Aim of the task. Output only the span of lines that begins at the line containing "Locate the gray wing" and ends at the last line of the data, both included, exactly as they appear.
# Data shown start
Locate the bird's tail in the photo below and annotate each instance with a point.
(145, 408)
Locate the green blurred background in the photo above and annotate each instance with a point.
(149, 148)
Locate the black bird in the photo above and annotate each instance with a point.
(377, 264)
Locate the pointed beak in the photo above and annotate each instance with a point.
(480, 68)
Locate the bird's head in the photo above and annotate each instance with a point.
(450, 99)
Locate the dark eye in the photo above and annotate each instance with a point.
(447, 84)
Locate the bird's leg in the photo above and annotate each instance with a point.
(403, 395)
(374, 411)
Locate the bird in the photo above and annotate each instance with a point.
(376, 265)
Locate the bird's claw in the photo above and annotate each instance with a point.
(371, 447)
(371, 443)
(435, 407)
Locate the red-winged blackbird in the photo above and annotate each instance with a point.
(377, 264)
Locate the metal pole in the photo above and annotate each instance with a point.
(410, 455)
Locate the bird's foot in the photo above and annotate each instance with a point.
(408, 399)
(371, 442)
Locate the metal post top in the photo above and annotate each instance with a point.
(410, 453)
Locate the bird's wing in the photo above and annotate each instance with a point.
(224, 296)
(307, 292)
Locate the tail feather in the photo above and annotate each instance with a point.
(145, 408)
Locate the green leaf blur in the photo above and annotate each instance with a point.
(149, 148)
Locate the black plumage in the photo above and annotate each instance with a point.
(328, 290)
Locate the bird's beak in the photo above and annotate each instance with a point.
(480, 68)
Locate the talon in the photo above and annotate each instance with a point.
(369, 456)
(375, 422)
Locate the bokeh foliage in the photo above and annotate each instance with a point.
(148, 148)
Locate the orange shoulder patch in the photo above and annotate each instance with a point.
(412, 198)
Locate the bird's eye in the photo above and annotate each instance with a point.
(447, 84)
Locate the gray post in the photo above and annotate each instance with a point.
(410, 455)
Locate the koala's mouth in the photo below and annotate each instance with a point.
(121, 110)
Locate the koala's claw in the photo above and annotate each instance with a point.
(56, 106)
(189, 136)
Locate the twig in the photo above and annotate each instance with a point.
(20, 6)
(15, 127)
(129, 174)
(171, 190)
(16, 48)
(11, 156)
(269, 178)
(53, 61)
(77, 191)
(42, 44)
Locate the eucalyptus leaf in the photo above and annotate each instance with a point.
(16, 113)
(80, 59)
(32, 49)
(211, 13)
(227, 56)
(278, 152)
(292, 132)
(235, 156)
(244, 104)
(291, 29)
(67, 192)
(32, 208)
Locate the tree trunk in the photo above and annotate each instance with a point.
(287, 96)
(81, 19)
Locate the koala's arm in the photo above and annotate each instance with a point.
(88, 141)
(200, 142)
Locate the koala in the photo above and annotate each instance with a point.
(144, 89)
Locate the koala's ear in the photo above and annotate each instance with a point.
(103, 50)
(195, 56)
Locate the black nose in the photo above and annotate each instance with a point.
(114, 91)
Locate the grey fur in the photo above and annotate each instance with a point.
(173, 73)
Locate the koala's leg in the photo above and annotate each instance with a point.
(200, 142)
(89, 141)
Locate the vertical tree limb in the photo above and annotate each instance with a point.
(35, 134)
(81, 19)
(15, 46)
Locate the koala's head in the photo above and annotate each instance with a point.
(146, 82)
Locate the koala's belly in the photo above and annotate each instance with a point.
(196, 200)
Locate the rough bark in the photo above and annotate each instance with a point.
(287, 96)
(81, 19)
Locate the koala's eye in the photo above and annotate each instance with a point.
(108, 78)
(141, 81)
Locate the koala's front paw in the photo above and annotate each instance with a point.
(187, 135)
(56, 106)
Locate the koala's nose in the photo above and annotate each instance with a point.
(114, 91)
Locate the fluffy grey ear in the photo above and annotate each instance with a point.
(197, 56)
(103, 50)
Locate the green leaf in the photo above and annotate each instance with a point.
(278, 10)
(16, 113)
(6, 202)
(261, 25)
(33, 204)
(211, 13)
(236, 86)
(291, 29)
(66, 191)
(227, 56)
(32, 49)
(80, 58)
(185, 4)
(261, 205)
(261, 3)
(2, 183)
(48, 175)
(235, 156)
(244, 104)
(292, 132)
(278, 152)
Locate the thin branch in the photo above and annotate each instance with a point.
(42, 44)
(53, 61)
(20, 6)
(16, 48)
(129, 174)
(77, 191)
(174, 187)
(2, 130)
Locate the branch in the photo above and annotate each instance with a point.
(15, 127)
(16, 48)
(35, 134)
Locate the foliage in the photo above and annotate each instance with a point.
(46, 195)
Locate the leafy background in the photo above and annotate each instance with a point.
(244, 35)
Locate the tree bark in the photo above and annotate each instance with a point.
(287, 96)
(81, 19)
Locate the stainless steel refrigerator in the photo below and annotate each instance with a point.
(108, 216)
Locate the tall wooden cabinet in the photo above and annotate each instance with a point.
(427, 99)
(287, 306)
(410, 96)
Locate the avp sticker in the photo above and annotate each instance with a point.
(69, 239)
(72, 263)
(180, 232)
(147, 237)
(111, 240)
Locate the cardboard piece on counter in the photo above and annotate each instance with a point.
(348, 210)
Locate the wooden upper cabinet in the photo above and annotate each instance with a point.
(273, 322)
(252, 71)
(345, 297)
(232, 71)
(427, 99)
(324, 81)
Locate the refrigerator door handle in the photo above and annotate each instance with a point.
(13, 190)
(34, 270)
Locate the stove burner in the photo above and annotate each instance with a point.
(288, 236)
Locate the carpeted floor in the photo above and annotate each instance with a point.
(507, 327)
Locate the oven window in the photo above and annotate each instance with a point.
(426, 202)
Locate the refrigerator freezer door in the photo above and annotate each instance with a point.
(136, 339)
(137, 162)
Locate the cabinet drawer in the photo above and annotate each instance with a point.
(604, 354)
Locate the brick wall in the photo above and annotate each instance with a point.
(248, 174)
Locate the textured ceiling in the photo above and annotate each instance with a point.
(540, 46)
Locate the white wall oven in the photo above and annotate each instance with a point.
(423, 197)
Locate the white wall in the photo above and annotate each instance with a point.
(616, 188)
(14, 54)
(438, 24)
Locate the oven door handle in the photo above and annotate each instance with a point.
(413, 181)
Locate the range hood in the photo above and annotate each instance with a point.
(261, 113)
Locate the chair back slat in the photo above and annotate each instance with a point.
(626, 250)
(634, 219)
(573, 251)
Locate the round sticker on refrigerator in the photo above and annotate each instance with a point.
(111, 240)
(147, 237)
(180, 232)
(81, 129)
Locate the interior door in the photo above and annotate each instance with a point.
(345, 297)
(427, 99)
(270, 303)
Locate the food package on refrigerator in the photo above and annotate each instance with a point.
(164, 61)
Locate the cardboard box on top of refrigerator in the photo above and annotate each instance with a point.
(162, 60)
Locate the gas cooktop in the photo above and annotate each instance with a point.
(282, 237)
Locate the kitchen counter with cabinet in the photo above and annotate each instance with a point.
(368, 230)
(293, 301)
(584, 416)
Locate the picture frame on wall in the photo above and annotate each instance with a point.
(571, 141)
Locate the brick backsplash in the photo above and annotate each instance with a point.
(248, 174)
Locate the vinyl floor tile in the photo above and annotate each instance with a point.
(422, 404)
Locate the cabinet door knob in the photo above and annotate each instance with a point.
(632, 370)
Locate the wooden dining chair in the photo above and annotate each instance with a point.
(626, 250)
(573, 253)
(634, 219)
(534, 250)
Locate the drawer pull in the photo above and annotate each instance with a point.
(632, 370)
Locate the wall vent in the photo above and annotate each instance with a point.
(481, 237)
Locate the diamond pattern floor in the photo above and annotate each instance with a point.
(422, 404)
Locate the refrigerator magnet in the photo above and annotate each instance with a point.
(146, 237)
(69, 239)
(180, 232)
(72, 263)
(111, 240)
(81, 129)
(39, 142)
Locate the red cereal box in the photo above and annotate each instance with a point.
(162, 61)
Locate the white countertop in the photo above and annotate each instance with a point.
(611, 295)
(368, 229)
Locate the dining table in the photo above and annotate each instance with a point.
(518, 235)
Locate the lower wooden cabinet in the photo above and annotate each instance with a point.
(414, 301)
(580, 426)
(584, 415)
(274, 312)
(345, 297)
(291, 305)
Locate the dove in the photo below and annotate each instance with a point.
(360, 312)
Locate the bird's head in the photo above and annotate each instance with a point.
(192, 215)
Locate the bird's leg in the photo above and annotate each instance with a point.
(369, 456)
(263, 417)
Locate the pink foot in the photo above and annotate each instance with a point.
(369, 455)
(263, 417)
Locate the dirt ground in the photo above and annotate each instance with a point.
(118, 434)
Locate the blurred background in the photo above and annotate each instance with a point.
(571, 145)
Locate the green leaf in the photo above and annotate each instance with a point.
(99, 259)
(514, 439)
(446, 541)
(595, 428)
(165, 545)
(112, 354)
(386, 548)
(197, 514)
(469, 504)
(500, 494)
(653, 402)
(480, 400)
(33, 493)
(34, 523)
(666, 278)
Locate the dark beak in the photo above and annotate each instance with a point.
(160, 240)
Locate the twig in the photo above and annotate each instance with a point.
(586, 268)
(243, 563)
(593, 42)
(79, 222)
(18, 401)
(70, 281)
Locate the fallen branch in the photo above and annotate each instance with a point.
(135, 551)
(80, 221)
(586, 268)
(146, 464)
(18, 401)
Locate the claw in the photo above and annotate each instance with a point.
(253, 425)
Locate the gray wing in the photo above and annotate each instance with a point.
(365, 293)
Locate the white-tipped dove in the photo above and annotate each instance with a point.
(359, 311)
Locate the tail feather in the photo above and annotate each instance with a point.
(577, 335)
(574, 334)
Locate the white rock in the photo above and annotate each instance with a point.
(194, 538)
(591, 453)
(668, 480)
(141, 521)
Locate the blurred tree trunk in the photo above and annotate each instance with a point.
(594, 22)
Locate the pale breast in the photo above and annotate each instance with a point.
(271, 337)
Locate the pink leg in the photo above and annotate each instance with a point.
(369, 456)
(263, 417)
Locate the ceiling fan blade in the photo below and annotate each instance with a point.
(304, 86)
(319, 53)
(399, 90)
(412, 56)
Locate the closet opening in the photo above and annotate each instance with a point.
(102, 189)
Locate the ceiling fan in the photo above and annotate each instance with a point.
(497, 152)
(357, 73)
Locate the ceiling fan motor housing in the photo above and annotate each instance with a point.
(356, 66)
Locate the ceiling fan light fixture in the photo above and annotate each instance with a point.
# Data shown end
Solution for this task.
Locate the gray wing in the photo above and annotate each instance with a point.
(365, 293)
Locate the white-tipped dove in the photo above and annotate each instance with a point.
(359, 311)
Locate the tail feather in the photo above and annotate each instance with a point.
(577, 335)
(574, 334)
Locate the white rock in the photo above and annotate each instance with a point.
(194, 538)
(591, 453)
(668, 480)
(141, 521)
Locate the blurred tree trunk in the photo above and annotate each instance with a point.
(594, 22)
Locate the pale breast in the photo above and annotate each instance with a point.
(271, 337)
Locate the pink leg in the photo above and annotate each instance with a point.
(369, 456)
(263, 417)
Locate the ceiling fan blade in the photo below and annotate each instance with a point.
(304, 86)
(319, 53)
(399, 90)
(412, 56)
Locate the closet opening in the photo above and annotate each instance with a point.
(102, 189)
Locate the ceiling fan in the photo above and annotate each instance with a point.
(497, 152)
(357, 73)
Locate the ceiling fan motor housing in the photo above and annotate each instance with a point.
(356, 66)
Locate the ceiling fan light fixture in the photo above and annotate each instance with a point.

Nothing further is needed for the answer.